• What to work on: List each line of the material below that contains the string "rusty", copying every such line in full. Case matters.
* Start *
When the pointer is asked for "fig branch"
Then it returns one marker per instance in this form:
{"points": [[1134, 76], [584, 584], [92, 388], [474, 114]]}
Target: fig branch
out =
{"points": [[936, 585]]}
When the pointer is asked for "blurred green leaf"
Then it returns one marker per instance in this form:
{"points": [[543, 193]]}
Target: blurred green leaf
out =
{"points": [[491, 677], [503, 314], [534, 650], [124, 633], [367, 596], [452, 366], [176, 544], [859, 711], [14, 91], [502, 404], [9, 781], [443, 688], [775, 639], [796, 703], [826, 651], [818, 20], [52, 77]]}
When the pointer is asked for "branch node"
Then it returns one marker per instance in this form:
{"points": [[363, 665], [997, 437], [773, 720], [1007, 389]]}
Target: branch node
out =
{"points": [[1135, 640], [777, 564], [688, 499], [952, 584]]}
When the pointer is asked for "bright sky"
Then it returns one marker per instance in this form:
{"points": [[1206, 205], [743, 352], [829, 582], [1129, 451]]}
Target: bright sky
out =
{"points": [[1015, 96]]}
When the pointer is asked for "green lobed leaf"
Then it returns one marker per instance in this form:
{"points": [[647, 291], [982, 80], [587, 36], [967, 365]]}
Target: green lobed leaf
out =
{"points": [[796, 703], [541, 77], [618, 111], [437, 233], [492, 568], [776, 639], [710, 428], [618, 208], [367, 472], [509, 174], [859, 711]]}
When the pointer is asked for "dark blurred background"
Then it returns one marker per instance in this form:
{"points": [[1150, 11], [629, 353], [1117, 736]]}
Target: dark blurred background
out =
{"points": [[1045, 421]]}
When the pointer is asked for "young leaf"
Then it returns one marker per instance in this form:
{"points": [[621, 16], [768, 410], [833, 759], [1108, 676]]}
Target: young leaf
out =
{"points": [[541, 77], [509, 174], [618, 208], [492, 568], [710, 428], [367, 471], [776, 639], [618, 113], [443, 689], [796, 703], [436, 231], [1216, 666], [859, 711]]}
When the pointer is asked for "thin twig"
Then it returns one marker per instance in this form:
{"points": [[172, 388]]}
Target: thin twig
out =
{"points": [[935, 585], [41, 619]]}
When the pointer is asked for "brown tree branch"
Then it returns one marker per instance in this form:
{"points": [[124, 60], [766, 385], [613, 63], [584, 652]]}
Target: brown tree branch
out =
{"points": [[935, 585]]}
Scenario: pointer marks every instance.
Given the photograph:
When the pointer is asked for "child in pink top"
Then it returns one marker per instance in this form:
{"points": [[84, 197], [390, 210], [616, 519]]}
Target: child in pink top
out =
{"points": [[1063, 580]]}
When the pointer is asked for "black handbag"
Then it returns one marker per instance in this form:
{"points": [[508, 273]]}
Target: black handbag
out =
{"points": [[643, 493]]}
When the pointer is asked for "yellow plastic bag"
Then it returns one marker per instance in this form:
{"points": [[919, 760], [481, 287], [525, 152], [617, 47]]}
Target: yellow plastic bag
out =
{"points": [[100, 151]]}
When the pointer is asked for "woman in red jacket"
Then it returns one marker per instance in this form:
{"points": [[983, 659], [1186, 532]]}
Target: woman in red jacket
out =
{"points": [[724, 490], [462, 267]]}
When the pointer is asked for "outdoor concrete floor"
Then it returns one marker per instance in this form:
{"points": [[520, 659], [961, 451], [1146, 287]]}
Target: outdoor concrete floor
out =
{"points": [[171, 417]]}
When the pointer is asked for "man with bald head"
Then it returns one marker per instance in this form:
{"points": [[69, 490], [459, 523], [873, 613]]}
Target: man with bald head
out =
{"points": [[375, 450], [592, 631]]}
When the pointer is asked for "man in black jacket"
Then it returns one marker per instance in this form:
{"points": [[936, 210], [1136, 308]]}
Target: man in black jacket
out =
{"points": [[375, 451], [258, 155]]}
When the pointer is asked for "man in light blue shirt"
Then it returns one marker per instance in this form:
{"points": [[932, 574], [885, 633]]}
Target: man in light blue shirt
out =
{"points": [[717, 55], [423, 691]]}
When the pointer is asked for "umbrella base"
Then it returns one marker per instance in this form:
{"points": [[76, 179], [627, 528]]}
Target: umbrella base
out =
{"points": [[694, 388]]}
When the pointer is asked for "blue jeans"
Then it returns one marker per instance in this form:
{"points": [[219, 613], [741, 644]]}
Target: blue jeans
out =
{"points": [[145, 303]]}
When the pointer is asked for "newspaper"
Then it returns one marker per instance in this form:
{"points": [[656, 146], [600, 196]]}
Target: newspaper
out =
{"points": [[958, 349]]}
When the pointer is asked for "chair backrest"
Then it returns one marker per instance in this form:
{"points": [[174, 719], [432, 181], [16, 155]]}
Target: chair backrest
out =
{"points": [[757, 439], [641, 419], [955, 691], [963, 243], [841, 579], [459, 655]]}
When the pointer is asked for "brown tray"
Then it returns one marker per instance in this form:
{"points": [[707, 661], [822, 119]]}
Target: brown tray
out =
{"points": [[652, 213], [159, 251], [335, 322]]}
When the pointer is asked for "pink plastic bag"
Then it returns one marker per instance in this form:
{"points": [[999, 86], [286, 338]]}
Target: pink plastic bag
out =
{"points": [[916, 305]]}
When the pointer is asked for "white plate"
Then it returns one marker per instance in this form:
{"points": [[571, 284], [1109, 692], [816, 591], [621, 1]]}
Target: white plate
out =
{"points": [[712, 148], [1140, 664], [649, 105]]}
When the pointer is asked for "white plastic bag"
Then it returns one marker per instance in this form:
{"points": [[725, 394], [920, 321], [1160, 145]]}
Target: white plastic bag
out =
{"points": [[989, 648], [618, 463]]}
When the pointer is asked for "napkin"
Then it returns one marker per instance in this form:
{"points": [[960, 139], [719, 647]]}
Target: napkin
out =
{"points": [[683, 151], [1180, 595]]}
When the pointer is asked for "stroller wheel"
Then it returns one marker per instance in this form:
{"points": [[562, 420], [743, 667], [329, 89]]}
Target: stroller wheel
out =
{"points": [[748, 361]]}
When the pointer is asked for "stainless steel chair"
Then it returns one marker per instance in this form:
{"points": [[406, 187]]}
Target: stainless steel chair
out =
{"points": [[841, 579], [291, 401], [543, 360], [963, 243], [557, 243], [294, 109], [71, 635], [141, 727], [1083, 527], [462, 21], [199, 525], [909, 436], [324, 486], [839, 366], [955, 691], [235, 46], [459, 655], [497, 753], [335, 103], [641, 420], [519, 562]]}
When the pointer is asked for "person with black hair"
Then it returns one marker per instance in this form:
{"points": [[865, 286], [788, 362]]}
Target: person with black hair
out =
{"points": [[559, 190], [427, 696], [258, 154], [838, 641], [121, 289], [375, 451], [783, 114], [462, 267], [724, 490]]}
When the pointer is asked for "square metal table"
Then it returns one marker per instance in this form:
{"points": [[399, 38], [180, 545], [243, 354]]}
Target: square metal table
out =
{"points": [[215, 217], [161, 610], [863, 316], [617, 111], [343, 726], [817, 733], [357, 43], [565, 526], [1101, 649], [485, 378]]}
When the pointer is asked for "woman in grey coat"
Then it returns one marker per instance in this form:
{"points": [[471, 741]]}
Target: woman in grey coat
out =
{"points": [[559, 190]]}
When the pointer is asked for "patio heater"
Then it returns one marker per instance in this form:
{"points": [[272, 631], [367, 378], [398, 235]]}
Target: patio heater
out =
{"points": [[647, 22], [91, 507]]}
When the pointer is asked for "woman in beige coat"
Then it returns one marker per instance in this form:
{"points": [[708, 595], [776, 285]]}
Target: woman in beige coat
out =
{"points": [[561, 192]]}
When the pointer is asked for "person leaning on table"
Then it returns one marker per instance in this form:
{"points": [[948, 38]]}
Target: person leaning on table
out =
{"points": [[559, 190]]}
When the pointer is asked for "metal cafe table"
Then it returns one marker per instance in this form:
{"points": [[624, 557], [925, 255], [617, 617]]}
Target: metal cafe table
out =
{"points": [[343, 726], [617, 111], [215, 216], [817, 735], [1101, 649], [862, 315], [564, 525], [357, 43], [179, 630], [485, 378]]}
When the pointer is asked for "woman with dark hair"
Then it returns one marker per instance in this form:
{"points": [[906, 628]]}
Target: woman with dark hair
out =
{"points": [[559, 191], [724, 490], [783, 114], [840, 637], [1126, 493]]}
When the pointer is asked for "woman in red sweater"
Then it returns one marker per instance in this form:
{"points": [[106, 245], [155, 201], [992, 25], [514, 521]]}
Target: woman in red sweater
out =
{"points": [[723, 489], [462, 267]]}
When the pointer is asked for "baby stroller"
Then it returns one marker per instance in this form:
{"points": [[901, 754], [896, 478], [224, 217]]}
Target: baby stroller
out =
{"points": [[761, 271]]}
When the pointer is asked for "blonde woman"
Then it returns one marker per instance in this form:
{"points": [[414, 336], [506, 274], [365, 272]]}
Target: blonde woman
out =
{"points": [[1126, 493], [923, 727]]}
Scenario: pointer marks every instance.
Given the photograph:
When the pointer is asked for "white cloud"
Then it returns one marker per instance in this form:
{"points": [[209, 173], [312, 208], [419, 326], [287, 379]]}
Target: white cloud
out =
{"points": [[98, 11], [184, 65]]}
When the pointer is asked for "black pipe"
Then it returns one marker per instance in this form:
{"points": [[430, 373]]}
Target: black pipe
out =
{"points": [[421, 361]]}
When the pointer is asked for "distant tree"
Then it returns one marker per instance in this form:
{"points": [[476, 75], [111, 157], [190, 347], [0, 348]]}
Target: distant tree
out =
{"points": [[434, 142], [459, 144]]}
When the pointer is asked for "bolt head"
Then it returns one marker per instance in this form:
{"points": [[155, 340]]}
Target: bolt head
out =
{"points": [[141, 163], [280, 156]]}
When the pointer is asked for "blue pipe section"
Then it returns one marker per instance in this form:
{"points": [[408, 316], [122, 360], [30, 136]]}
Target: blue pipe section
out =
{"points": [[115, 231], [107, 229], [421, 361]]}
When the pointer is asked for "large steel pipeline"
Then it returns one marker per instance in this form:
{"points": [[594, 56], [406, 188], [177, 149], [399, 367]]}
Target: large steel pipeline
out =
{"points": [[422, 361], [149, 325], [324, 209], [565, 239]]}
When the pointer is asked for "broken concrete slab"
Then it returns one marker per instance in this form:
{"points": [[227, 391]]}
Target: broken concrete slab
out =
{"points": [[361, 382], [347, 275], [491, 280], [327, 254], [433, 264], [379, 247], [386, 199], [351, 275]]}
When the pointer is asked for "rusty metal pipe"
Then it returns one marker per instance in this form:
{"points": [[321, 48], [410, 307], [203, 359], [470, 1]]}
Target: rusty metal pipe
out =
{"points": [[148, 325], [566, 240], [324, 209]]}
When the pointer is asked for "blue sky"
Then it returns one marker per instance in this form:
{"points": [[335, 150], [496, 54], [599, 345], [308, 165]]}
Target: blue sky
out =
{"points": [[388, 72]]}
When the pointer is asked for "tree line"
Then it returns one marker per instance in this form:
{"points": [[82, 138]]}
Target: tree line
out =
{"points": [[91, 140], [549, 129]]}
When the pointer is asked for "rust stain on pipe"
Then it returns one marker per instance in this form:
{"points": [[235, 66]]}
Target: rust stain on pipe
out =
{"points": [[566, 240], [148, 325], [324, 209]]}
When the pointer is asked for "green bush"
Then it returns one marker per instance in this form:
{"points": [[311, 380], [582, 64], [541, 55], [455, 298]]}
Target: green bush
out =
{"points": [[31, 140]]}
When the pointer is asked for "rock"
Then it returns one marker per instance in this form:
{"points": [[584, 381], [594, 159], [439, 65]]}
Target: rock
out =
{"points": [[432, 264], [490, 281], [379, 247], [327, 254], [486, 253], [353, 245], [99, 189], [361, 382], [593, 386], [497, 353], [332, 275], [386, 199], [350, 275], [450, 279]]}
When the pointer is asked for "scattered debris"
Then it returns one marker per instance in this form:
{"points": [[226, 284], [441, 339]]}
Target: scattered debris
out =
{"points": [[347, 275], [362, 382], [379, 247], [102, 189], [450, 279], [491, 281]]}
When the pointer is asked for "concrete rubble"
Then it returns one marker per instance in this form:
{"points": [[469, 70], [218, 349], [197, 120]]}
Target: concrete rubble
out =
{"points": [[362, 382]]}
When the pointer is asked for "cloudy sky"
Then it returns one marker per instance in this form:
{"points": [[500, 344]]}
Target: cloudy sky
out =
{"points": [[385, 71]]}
* End *
• Solution:
When the pointer is asked for "rusty metal pipe"
Target: rusty metal pipe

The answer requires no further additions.